Please give again the part of the rows that opens with the line containing "Target: weed" and closes at the end of the rows, requests included, rescaling every coordinate in the answers by 0.45 and rounding each to a whole number, halves up. Return only those lines, and leave the pictures out.

** Start of PROVIDED INFORMATION **

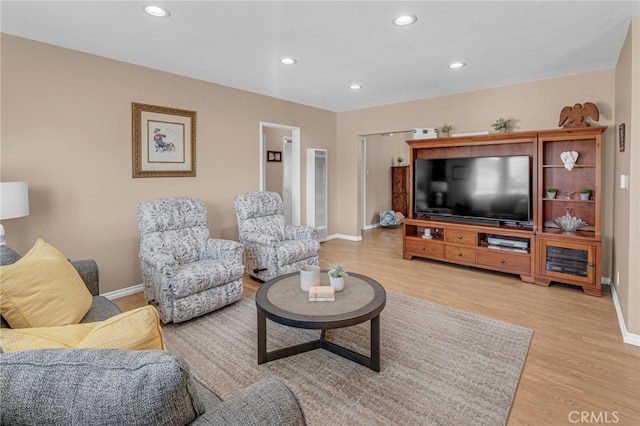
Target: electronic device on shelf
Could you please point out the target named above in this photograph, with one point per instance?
(505, 241)
(489, 190)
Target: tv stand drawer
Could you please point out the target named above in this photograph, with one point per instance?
(424, 248)
(460, 254)
(505, 261)
(459, 236)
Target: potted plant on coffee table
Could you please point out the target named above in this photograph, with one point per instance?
(337, 275)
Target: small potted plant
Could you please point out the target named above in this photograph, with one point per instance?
(585, 194)
(446, 129)
(337, 275)
(501, 125)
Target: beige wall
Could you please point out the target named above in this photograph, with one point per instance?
(382, 152)
(626, 227)
(66, 129)
(273, 170)
(531, 106)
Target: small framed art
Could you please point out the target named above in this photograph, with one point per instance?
(164, 141)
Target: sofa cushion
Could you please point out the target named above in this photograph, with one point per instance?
(42, 289)
(97, 387)
(136, 329)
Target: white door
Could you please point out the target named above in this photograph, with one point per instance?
(317, 193)
(287, 180)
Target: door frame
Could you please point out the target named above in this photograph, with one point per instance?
(295, 166)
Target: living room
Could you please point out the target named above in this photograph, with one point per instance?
(66, 129)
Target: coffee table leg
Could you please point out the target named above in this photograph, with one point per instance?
(262, 338)
(375, 344)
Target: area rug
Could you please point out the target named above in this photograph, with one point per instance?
(439, 366)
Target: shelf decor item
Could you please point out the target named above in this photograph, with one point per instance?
(569, 223)
(585, 194)
(569, 159)
(337, 275)
(445, 130)
(502, 125)
(573, 117)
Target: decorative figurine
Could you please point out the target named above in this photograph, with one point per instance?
(572, 117)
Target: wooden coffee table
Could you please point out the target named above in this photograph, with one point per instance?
(282, 301)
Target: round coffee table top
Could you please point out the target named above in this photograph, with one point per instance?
(282, 301)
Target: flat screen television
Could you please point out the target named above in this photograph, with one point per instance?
(492, 190)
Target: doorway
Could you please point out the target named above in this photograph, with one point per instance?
(281, 176)
(378, 153)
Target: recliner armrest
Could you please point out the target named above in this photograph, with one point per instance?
(262, 239)
(292, 232)
(223, 249)
(163, 262)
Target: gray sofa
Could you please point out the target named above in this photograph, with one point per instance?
(124, 387)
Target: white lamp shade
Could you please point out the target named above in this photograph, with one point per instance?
(14, 200)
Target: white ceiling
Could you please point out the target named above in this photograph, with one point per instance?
(337, 43)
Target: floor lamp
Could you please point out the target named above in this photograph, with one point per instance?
(14, 203)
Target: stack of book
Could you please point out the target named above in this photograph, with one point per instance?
(322, 293)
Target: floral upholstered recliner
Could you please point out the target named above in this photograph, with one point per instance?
(272, 248)
(184, 271)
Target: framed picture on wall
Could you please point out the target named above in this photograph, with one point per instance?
(274, 156)
(164, 141)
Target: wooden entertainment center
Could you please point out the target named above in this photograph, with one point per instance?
(550, 254)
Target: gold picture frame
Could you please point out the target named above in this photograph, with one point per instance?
(164, 141)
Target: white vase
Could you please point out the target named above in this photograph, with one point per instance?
(337, 283)
(309, 277)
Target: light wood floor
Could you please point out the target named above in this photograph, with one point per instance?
(577, 362)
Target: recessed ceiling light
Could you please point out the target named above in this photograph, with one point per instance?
(404, 20)
(456, 65)
(157, 11)
(288, 61)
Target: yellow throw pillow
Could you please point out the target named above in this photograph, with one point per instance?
(137, 329)
(42, 289)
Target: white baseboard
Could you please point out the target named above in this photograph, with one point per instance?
(124, 292)
(630, 338)
(345, 237)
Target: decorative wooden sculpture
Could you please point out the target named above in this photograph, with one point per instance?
(571, 117)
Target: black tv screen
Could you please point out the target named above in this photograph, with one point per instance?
(496, 189)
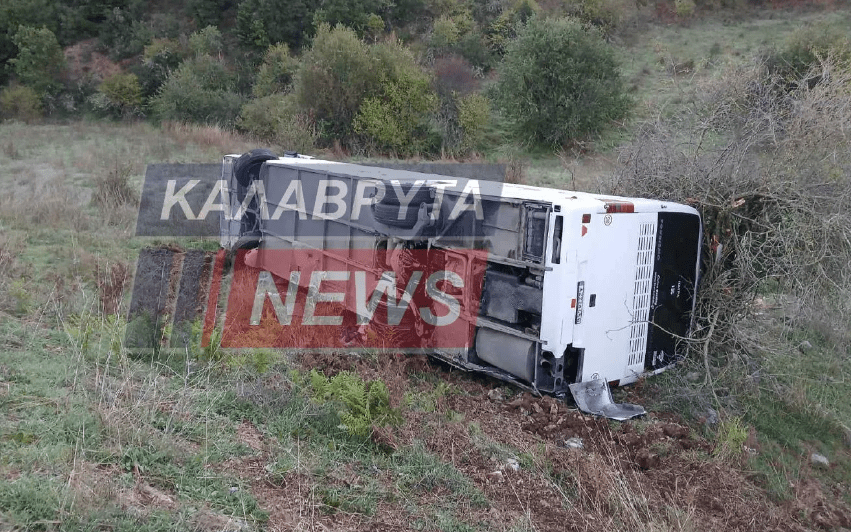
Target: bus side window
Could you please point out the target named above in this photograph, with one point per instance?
(557, 241)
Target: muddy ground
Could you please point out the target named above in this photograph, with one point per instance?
(651, 474)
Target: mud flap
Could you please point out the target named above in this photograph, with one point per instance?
(595, 397)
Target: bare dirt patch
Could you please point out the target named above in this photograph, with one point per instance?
(651, 474)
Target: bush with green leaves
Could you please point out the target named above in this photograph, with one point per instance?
(355, 91)
(207, 41)
(503, 29)
(261, 23)
(350, 13)
(806, 47)
(559, 81)
(40, 59)
(336, 75)
(201, 90)
(14, 13)
(394, 120)
(276, 72)
(124, 33)
(474, 116)
(122, 94)
(159, 59)
(20, 103)
(278, 120)
(362, 405)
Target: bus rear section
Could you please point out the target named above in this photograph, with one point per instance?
(633, 295)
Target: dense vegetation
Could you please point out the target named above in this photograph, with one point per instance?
(736, 108)
(406, 78)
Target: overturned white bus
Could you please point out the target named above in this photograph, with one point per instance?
(550, 289)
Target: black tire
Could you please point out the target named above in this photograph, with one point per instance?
(388, 214)
(422, 195)
(247, 167)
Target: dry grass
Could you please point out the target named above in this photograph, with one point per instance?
(769, 167)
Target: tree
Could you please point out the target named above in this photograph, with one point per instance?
(364, 95)
(261, 23)
(201, 90)
(40, 59)
(14, 13)
(559, 81)
(276, 72)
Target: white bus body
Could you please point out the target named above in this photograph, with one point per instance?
(579, 287)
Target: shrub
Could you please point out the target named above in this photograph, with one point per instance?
(123, 94)
(261, 23)
(473, 118)
(276, 72)
(684, 8)
(454, 75)
(445, 33)
(770, 172)
(806, 47)
(340, 73)
(362, 405)
(337, 73)
(503, 30)
(394, 121)
(207, 41)
(559, 81)
(201, 90)
(374, 26)
(277, 119)
(40, 59)
(123, 33)
(20, 102)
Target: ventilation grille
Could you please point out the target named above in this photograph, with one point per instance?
(641, 294)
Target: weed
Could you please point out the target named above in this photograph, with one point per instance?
(420, 471)
(731, 436)
(363, 404)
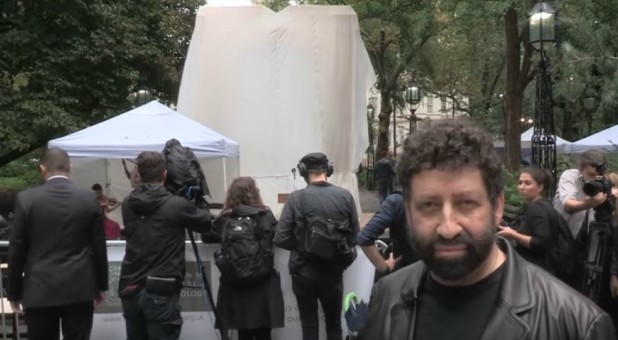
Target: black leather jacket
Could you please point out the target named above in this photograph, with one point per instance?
(533, 306)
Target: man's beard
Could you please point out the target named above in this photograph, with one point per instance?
(452, 269)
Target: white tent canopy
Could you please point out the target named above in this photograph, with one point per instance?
(606, 140)
(283, 85)
(145, 128)
(562, 145)
(96, 152)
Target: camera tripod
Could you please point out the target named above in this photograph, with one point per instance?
(195, 197)
(598, 247)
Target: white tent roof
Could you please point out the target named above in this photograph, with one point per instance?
(562, 145)
(527, 137)
(145, 128)
(606, 140)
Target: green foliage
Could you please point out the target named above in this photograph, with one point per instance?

** End of PROVIDED INFORMATION **

→ **RESULT FOR THIS EXERCISE**
Target: weed
Could you please point out the target named above in this photograph, with one point per instance?
(189, 212)
(329, 196)
(163, 182)
Target: black leather jacket
Could you please point out the target named above in this photograph, with one point per instance?
(240, 138)
Target: man's beard
Could you please point out the target named above in this photograph, with one point per instance?
(203, 121)
Target: white tent canopy
Could you please point out the target named above in this photograph, with one point per instance?
(273, 63)
(127, 38)
(65, 58)
(253, 65)
(43, 68)
Target: camera tripod
Could you please point out the target named above in this photograph, with one point per instance?
(88, 89)
(269, 111)
Target: white tent roof
Could you please point out the target named above in this photograph, with one point per instance?
(253, 65)
(237, 62)
(65, 58)
(273, 63)
Target: green foliage
Could you please point out the target named above in this photograph, with one point per instance?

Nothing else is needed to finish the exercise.